WRITTEN REQUEST 1:
List every line of the records that contains the string "lawn". Case counts.

TEXT:
□ □ □ □ □

The Best SEO Keyword Strategy – Picking SEO Keyword Fights You Can Win
All SEO keywords are not equally important—volume and competition matter!
True or false?
The most effective SEO keyword strategy is to compete vigorously for top placement for the most popular keyword suggestions returned by the Google Keyword Tool for a given root keyword phrase (Primary Keyword Phrase).
If you answered “true,” you might want to reconsider.
On the surface, aiming for the most popular SEO keywords seems like a good strategy. But in reality, it can be like trying to slay a dragon with a pea-shooter. The big guys with the bazookas may have you outgunned.
The little-known fact is, if your SEO keyword strategy is targeting only highly popular and competitive terms, your odds of SEO success are minimal. Alternatively, you might want to settle for aiming at smaller targets… and succeeding.
Here’s how to decide what’s a reasonable SEO keyword strategy for your website.
An effective SEO strategy begins with extensive research. Sure, you need to know the keyword phrases searched most frequently by customers in your market. But that information alone is not enough to guide your SEO efforts and create the right keyword-rich editorial content.
Additionally, you need to know how many searches are done each month on each individual keyword phrase in your keyword universe.
The simple but often overlooked truth is this: There’s a popularity contest going on within your keyword universe, and some keyword phrases are used much more often than others. That can create an intense competition — and often your website won’t have the gravitas to win.
You need to pick keyword fights you can win
If you do the math, you’ll realize that there is a keyword risk ranking inside each keyword cluster in your keyword universe, and this information can help prioritize your choices. You may discover that it is unwise to target the most popular keyword phrases, if there is a lot of competition for those phrases.
The best SEO keyword strategy might be to target keyword phrases that are more modest in popularity, and for which there is little competition.
To use an economic metaphor, you’re looking for modest demand and low supply.
The Google Keyword Tool can tell you the demand. The Keyword Competitive Index (KCI) reveals the relationship of demand to competition.
The KCI is your estimated annual search impressions (monthly average searches taken from the GKT times 12 months) divided by the number of exact match search engine results (the competition) at a point in time. Read more about using the Google Search Phrase Match command to find exact match search results.
Using the Keyword Competitive Index (KCI)
The “sweet spot” for your SEO efforts is often a keyword phrase with a high KCI. At Mequoda Daily, we generally consider any keyword phrase with a KCI of “1” or better to be a high value, low-risk target. Any keyword phrase with a KCI of .50 to .999 is a B-grade target. A keyword phrase with a KCI of .1 to .49 is a C-grade target. Anything with a lower KCI is not a reasonable target for Mequoda Daily and most of our consulting clients.
Here’s an example from Mequoda Daily.
One of our primary keyword clusters is membership websites. We publish a free report, Five Deadly Membership Website Mistakes, on a Rapid Conversion Landing Page (RCLP). Our keyword cluster for membership website includes 110 keyword phrases. The membership website cluster of 110 keyword phrases gets more than 968,532 searches annually.

□ □ □ □ □

PROVIDED RECORDS:
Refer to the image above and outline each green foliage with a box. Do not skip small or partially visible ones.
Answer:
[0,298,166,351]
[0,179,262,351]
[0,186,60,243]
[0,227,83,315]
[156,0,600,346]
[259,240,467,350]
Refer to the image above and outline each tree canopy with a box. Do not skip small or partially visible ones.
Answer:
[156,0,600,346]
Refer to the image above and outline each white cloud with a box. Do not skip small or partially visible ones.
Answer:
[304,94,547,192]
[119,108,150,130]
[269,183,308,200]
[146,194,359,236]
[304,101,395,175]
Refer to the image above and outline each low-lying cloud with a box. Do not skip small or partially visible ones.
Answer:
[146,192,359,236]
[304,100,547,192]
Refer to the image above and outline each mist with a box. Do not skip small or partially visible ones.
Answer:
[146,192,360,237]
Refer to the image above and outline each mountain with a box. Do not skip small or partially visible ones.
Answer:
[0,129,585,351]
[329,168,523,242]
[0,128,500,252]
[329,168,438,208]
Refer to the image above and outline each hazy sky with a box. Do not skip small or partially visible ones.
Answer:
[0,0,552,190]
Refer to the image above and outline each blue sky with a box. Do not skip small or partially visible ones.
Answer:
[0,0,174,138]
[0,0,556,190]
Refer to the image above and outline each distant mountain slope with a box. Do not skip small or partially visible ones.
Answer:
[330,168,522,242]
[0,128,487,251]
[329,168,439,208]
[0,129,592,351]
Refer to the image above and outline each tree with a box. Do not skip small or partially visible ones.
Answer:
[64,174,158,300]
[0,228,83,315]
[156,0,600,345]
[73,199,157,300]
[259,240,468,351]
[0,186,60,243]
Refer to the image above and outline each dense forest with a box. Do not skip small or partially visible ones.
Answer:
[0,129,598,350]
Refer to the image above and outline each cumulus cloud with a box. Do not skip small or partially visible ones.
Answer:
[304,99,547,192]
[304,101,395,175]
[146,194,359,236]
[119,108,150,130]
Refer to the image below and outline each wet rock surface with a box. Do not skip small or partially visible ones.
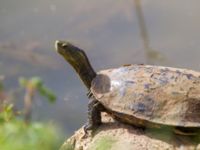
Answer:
[60,113,200,150]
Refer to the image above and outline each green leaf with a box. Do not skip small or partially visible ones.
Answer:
[38,85,56,102]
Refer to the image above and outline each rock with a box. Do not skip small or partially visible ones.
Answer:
[60,113,200,150]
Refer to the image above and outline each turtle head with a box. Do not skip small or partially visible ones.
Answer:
[55,41,87,64]
[55,41,96,89]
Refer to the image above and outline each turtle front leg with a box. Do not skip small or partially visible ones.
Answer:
[84,99,104,133]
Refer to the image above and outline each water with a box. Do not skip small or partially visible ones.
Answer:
[0,0,200,134]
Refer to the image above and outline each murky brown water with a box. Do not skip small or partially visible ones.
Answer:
[0,0,200,133]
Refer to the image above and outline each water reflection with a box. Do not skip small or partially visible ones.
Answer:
[0,0,200,133]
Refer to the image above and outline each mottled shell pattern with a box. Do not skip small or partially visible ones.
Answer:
[91,65,200,127]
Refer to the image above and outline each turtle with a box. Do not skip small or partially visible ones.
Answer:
[55,41,200,135]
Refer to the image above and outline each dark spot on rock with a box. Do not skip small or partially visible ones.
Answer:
[183,98,200,122]
[136,103,146,112]
[159,76,169,85]
[91,74,111,94]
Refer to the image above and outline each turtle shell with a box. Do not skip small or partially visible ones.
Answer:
[91,65,200,127]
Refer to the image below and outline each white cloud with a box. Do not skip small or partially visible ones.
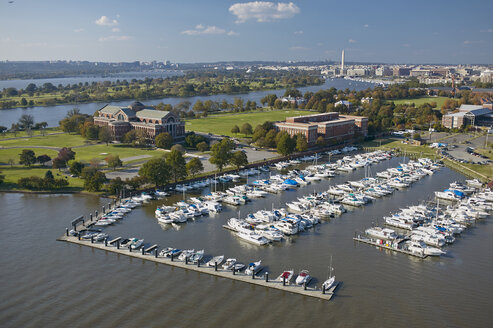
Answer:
[289,46,309,51]
[94,16,118,26]
[98,35,133,42]
[229,1,300,23]
[464,40,483,45]
[181,24,238,36]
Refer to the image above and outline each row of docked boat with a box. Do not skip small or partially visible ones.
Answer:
[94,199,141,227]
[365,180,493,256]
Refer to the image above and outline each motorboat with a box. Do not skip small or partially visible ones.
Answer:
[190,249,204,263]
[245,260,262,275]
[223,258,236,270]
[206,255,224,267]
[295,270,312,285]
[276,270,294,284]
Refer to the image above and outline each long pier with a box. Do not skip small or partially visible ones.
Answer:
[353,237,428,259]
[57,235,338,301]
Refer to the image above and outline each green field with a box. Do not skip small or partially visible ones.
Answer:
[389,97,449,109]
[0,166,84,191]
[185,110,309,136]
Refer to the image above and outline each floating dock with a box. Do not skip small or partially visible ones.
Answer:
[57,205,339,301]
[353,236,428,259]
[57,235,338,301]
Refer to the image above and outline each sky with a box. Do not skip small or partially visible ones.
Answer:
[0,0,493,64]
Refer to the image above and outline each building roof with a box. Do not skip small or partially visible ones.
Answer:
[465,107,491,116]
[99,105,122,115]
[135,109,170,120]
[459,104,483,112]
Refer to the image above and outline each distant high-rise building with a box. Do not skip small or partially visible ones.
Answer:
[341,49,344,74]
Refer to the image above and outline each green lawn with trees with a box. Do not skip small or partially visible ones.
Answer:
[185,110,309,137]
[389,97,449,109]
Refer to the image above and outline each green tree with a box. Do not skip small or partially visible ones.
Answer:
[241,123,253,136]
[139,158,170,187]
[187,157,204,177]
[231,125,240,135]
[19,114,34,130]
[296,133,308,151]
[209,138,235,171]
[68,160,84,176]
[19,149,36,166]
[197,141,209,152]
[82,167,107,191]
[277,131,296,156]
[104,155,123,170]
[36,155,51,164]
[230,150,248,170]
[156,132,173,149]
[98,126,113,146]
[108,177,124,195]
[166,149,187,182]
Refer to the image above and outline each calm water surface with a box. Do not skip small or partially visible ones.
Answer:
[0,76,374,127]
[0,159,493,327]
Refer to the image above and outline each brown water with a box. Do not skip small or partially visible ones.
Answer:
[0,159,493,327]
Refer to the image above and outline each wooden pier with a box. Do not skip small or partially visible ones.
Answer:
[353,237,428,259]
[57,235,338,301]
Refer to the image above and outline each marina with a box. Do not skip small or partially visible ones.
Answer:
[58,232,338,301]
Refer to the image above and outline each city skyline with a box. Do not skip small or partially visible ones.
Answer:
[0,1,493,64]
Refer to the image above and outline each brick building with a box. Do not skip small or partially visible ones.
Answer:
[275,112,368,144]
[94,101,185,139]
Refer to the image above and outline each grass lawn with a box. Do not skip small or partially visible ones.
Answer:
[0,128,62,140]
[73,144,164,162]
[389,97,449,109]
[0,147,58,168]
[0,133,87,148]
[185,110,313,137]
[0,166,84,191]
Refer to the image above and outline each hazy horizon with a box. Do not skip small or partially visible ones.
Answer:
[0,0,493,65]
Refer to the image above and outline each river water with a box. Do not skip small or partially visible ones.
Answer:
[0,76,375,127]
[0,158,493,327]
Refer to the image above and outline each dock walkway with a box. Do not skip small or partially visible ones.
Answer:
[353,236,428,259]
[57,235,338,301]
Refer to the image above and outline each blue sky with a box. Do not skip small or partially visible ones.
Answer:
[0,0,493,64]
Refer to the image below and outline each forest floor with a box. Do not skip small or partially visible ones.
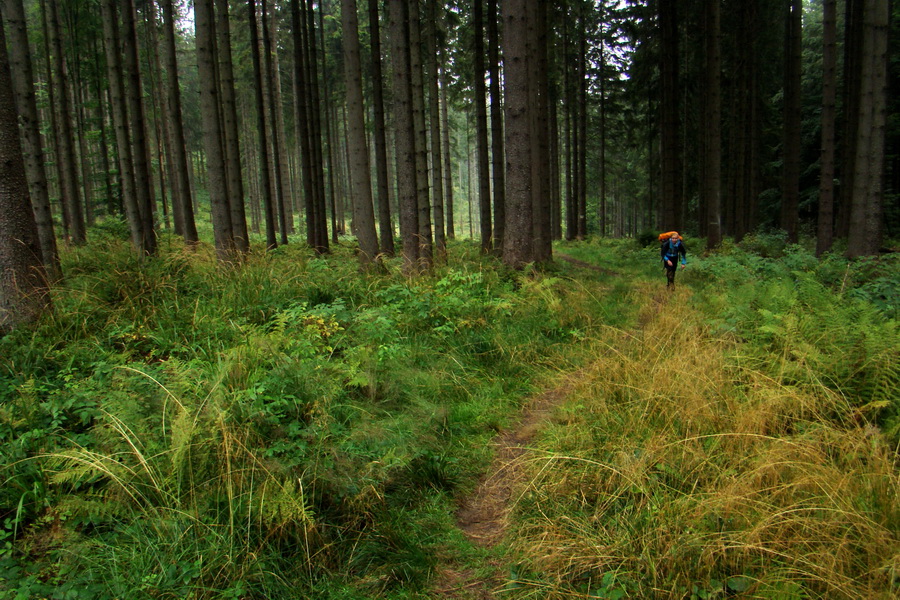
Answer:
[435,372,579,600]
[433,253,628,600]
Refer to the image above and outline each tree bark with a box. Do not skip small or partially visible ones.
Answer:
[247,0,278,250]
[705,0,722,248]
[472,0,492,254]
[306,0,328,253]
[369,0,395,256]
[215,0,250,253]
[162,0,198,244]
[194,0,235,262]
[816,0,837,256]
[0,0,62,282]
[45,2,87,244]
[658,0,682,231]
[100,0,146,252]
[425,0,447,260]
[388,0,419,274]
[260,0,288,244]
[503,0,536,268]
[487,0,506,256]
[529,2,552,262]
[341,0,378,266]
[847,0,890,258]
[0,20,50,335]
[440,60,456,240]
[781,0,803,243]
[121,0,156,255]
[269,7,294,237]
[407,0,433,271]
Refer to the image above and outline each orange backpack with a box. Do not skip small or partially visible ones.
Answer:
[659,231,681,244]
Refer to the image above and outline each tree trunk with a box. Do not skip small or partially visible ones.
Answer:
[369,0,395,256]
[0,15,50,335]
[247,0,278,250]
[847,0,890,258]
[121,0,156,255]
[388,0,419,274]
[706,0,722,248]
[100,0,146,252]
[291,0,316,248]
[658,0,682,231]
[215,0,250,253]
[162,0,198,244]
[260,0,288,244]
[816,0,837,256]
[306,0,328,253]
[425,0,447,260]
[341,0,378,266]
[440,60,456,240]
[503,0,536,268]
[529,2,552,262]
[781,0,803,243]
[835,0,864,238]
[472,0,492,254]
[322,4,347,244]
[407,0,433,271]
[194,0,235,262]
[269,7,294,237]
[46,2,87,244]
[144,0,175,235]
[487,0,506,256]
[0,0,62,282]
[575,4,588,240]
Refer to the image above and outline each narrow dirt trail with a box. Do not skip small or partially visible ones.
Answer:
[433,254,618,600]
[435,372,578,600]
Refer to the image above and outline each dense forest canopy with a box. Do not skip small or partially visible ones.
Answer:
[0,0,900,600]
[4,0,900,284]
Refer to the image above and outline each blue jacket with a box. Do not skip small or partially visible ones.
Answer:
[659,240,687,265]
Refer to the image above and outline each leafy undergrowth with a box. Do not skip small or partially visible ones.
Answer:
[0,228,634,599]
[0,231,900,600]
[507,237,900,600]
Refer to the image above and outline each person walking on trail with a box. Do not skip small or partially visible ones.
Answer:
[660,231,687,290]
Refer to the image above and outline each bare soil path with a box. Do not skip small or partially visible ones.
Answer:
[434,254,617,600]
[435,374,577,600]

□ □ □ □ □

WRITTEN REQUEST 2:
Go on with the article on SEO keyword strategy, starting right after its last sentence.

WRITTEN RESPONSE 1:
Refer to the image above and outline each green lawn with trees with a box. Do not skip small or partially visible ones.
Refer to the image above and outline each grass lawn with a box. Do not skip small or partially visible ones.

WRITTEN RESPONSE 2:
On a simple broad match search (the type of search most users do), Google ranks Mequoda Daily 17th among the 184,000 exact match pages it has indexed for the phrase membership website (singular). Google ranks Mequoda Daily 2nd out of 62,400 pages indexed for the phrase membership websites (plural).
Both phrases were successfully targeted (the RCLP plus 108 optimized posts on the topic of membership websites) based on the good but not great KCIs of .25 and .37. We have achieved a much higher rank for the plural version where both search volume and competition are much lower.
Note on the chart below (Membership Websites Top 10 Keywords for Mequoda Daily Network) that other more popular phrases like membership site and member site have not yet been targeted, based on their poor KCIs of .15 and .06.
The subtle power of “how to”
Here’s a tip that every online editor and copywriter should know.
Many people start their search by typing the words “how to” and a verb in the query box. Adding “how to” and verbs to your primary keyword phrases can result in optimal rankings.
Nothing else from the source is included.